-- Problem --
Show each line of the listing below that contains the word "wearing".

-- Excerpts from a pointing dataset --

==============================

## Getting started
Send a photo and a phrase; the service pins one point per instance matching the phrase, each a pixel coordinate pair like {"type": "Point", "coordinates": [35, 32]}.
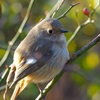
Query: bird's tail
{"type": "Point", "coordinates": [20, 86]}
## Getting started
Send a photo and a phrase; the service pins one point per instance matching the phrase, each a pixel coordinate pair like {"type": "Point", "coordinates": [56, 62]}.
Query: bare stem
{"type": "Point", "coordinates": [54, 10]}
{"type": "Point", "coordinates": [17, 34]}
{"type": "Point", "coordinates": [59, 6]}
{"type": "Point", "coordinates": [64, 14]}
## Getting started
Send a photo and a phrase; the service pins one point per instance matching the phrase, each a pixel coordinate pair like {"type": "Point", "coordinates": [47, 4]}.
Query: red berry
{"type": "Point", "coordinates": [86, 11]}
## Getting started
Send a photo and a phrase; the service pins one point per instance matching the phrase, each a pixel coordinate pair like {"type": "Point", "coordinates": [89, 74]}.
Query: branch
{"type": "Point", "coordinates": [64, 14]}
{"type": "Point", "coordinates": [59, 6]}
{"type": "Point", "coordinates": [72, 59]}
{"type": "Point", "coordinates": [55, 9]}
{"type": "Point", "coordinates": [11, 43]}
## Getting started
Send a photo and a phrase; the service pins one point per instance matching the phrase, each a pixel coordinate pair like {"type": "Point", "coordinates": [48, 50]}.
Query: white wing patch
{"type": "Point", "coordinates": [31, 61]}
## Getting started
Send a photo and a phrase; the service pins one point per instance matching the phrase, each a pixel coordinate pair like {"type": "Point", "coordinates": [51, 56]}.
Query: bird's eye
{"type": "Point", "coordinates": [50, 31]}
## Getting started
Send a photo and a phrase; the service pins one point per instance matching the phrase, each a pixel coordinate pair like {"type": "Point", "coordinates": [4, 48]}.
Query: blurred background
{"type": "Point", "coordinates": [71, 86]}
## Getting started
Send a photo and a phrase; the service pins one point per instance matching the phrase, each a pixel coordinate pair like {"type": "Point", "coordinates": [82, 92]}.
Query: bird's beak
{"type": "Point", "coordinates": [64, 31]}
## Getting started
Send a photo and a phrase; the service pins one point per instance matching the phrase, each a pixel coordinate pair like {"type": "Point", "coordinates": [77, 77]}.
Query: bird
{"type": "Point", "coordinates": [40, 56]}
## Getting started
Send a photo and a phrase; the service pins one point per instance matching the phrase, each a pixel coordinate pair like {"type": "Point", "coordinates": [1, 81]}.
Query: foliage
{"type": "Point", "coordinates": [13, 12]}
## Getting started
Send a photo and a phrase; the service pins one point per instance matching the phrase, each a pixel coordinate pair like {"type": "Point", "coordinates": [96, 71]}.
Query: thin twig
{"type": "Point", "coordinates": [64, 14]}
{"type": "Point", "coordinates": [54, 9]}
{"type": "Point", "coordinates": [59, 6]}
{"type": "Point", "coordinates": [17, 34]}
{"type": "Point", "coordinates": [72, 59]}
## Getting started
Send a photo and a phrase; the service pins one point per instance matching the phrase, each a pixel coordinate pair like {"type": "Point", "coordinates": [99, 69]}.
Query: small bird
{"type": "Point", "coordinates": [40, 56]}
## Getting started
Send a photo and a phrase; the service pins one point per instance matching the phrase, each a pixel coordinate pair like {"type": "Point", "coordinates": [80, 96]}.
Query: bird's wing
{"type": "Point", "coordinates": [39, 56]}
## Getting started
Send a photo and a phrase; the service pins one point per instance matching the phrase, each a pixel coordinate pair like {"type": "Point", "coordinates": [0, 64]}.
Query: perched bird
{"type": "Point", "coordinates": [40, 56]}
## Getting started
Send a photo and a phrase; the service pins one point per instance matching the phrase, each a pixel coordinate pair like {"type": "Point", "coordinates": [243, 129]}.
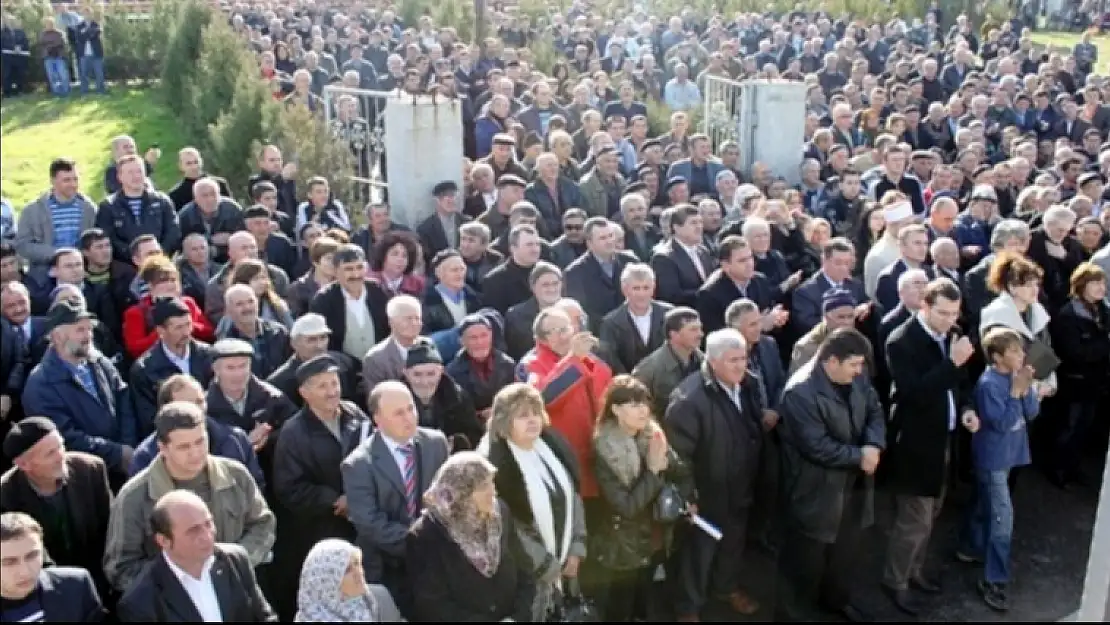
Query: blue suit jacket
{"type": "Point", "coordinates": [69, 595]}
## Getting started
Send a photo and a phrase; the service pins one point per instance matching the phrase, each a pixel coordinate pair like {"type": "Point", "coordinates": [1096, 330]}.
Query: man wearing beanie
{"type": "Point", "coordinates": [440, 402]}
{"type": "Point", "coordinates": [838, 310]}
{"type": "Point", "coordinates": [66, 492]}
{"type": "Point", "coordinates": [79, 389]}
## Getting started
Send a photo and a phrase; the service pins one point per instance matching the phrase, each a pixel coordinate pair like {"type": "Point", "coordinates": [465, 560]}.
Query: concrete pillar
{"type": "Point", "coordinates": [1095, 606]}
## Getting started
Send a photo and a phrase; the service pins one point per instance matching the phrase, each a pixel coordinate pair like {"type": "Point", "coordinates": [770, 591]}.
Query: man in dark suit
{"type": "Point", "coordinates": [440, 231]}
{"type": "Point", "coordinates": [343, 301]}
{"type": "Point", "coordinates": [384, 480]}
{"type": "Point", "coordinates": [737, 278]}
{"type": "Point", "coordinates": [636, 328]}
{"type": "Point", "coordinates": [33, 594]}
{"type": "Point", "coordinates": [838, 258]}
{"type": "Point", "coordinates": [926, 363]}
{"type": "Point", "coordinates": [594, 280]}
{"type": "Point", "coordinates": [174, 352]}
{"type": "Point", "coordinates": [914, 250]}
{"type": "Point", "coordinates": [682, 264]}
{"type": "Point", "coordinates": [47, 479]}
{"type": "Point", "coordinates": [221, 583]}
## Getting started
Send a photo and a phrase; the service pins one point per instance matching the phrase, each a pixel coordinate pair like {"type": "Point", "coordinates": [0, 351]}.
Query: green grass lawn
{"type": "Point", "coordinates": [36, 129]}
{"type": "Point", "coordinates": [1068, 40]}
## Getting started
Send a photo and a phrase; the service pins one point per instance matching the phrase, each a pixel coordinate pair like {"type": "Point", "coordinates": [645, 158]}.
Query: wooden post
{"type": "Point", "coordinates": [480, 22]}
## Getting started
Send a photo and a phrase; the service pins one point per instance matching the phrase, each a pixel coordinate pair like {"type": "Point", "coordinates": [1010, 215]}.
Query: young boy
{"type": "Point", "coordinates": [1006, 402]}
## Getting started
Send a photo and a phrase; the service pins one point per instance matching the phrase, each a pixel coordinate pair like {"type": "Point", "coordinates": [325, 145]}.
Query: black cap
{"type": "Point", "coordinates": [167, 309]}
{"type": "Point", "coordinates": [323, 363]}
{"type": "Point", "coordinates": [24, 434]}
{"type": "Point", "coordinates": [445, 188]}
{"type": "Point", "coordinates": [66, 313]}
{"type": "Point", "coordinates": [423, 352]}
{"type": "Point", "coordinates": [232, 349]}
{"type": "Point", "coordinates": [511, 180]}
{"type": "Point", "coordinates": [255, 212]}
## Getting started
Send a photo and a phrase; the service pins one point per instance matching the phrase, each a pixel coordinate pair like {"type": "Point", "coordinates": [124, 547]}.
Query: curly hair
{"type": "Point", "coordinates": [1011, 269]}
{"type": "Point", "coordinates": [387, 242]}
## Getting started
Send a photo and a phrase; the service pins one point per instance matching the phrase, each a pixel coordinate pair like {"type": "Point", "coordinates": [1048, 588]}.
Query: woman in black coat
{"type": "Point", "coordinates": [1081, 340]}
{"type": "Point", "coordinates": [463, 551]}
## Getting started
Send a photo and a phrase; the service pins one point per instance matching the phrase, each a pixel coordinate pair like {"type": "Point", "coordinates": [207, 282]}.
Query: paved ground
{"type": "Point", "coordinates": [1052, 537]}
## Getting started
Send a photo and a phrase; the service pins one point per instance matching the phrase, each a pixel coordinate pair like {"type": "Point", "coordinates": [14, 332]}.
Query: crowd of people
{"type": "Point", "coordinates": [596, 373]}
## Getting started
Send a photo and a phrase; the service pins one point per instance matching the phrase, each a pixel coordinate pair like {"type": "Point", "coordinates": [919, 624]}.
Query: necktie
{"type": "Point", "coordinates": [410, 479]}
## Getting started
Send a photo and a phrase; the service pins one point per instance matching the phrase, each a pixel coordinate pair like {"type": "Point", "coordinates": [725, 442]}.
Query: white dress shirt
{"type": "Point", "coordinates": [643, 323]}
{"type": "Point", "coordinates": [201, 591]}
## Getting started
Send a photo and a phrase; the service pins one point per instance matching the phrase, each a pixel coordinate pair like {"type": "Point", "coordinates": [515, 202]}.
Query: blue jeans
{"type": "Point", "coordinates": [94, 67]}
{"type": "Point", "coordinates": [988, 528]}
{"type": "Point", "coordinates": [57, 76]}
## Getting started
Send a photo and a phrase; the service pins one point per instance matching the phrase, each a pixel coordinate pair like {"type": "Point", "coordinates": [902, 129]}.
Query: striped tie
{"type": "Point", "coordinates": [410, 479]}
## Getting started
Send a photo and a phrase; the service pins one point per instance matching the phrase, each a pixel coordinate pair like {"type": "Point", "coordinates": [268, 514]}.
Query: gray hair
{"type": "Point", "coordinates": [635, 272]}
{"type": "Point", "coordinates": [399, 304]}
{"type": "Point", "coordinates": [720, 341]}
{"type": "Point", "coordinates": [738, 309]}
{"type": "Point", "coordinates": [1008, 230]}
{"type": "Point", "coordinates": [910, 275]}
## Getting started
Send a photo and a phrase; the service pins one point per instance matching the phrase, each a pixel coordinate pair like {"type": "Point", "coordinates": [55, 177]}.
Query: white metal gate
{"type": "Point", "coordinates": [357, 117]}
{"type": "Point", "coordinates": [722, 117]}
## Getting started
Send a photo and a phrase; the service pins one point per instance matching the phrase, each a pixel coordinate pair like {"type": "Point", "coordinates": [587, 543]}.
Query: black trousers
{"type": "Point", "coordinates": [816, 576]}
{"type": "Point", "coordinates": [707, 567]}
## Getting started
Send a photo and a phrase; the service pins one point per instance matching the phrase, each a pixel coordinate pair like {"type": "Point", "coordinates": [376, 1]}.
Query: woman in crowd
{"type": "Point", "coordinates": [162, 280]}
{"type": "Point", "coordinates": [1081, 339]}
{"type": "Point", "coordinates": [537, 479]}
{"type": "Point", "coordinates": [393, 264]}
{"type": "Point", "coordinates": [253, 273]}
{"type": "Point", "coordinates": [334, 590]}
{"type": "Point", "coordinates": [463, 552]}
{"type": "Point", "coordinates": [634, 463]}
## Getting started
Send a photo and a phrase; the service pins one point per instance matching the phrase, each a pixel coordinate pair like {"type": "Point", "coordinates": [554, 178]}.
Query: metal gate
{"type": "Point", "coordinates": [720, 119]}
{"type": "Point", "coordinates": [357, 118]}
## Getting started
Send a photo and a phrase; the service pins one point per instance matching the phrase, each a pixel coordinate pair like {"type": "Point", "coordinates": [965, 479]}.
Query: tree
{"type": "Point", "coordinates": [221, 62]}
{"type": "Point", "coordinates": [179, 70]}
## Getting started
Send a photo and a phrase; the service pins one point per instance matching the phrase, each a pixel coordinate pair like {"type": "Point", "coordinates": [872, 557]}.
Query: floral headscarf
{"type": "Point", "coordinates": [450, 500]}
{"type": "Point", "coordinates": [320, 598]}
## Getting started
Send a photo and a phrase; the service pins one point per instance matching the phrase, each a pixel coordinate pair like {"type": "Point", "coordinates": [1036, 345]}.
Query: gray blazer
{"type": "Point", "coordinates": [382, 362]}
{"type": "Point", "coordinates": [34, 235]}
{"type": "Point", "coordinates": [376, 495]}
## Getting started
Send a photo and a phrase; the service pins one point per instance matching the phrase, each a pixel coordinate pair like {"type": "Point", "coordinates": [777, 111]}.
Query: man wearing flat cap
{"type": "Point", "coordinates": [510, 192]}
{"type": "Point", "coordinates": [236, 396]}
{"type": "Point", "coordinates": [601, 189]}
{"type": "Point", "coordinates": [174, 352]}
{"type": "Point", "coordinates": [441, 404]}
{"type": "Point", "coordinates": [440, 231]}
{"type": "Point", "coordinates": [66, 492]}
{"type": "Point", "coordinates": [308, 482]}
{"type": "Point", "coordinates": [80, 390]}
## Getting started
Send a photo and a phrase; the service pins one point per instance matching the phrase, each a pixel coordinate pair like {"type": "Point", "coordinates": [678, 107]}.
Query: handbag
{"type": "Point", "coordinates": [669, 504]}
{"type": "Point", "coordinates": [571, 606]}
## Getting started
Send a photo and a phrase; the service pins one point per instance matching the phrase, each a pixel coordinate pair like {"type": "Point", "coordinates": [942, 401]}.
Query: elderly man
{"type": "Point", "coordinates": [308, 481]}
{"type": "Point", "coordinates": [174, 352]}
{"type": "Point", "coordinates": [269, 339]}
{"type": "Point", "coordinates": [309, 339]}
{"type": "Point", "coordinates": [594, 280]}
{"type": "Point", "coordinates": [636, 328]}
{"type": "Point", "coordinates": [214, 217]}
{"type": "Point", "coordinates": [386, 360]}
{"type": "Point", "coordinates": [44, 474]}
{"type": "Point", "coordinates": [713, 424]}
{"type": "Point", "coordinates": [830, 451]}
{"type": "Point", "coordinates": [241, 245]}
{"type": "Point", "coordinates": [239, 513]}
{"type": "Point", "coordinates": [382, 512]}
{"type": "Point", "coordinates": [93, 415]}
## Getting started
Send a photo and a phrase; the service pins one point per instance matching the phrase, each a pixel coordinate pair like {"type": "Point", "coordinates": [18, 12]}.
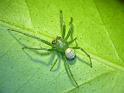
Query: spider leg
{"type": "Point", "coordinates": [33, 48]}
{"type": "Point", "coordinates": [28, 35]}
{"type": "Point", "coordinates": [71, 30]}
{"type": "Point", "coordinates": [85, 53]}
{"type": "Point", "coordinates": [62, 24]}
{"type": "Point", "coordinates": [69, 73]}
{"type": "Point", "coordinates": [53, 64]}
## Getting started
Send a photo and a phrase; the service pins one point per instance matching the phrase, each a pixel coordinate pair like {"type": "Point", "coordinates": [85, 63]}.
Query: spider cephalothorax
{"type": "Point", "coordinates": [61, 45]}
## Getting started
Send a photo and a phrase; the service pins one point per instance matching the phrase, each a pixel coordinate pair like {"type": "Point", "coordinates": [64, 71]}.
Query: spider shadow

==============================

-- The solution --
Query: man wearing beanie
Query: man wearing flat cap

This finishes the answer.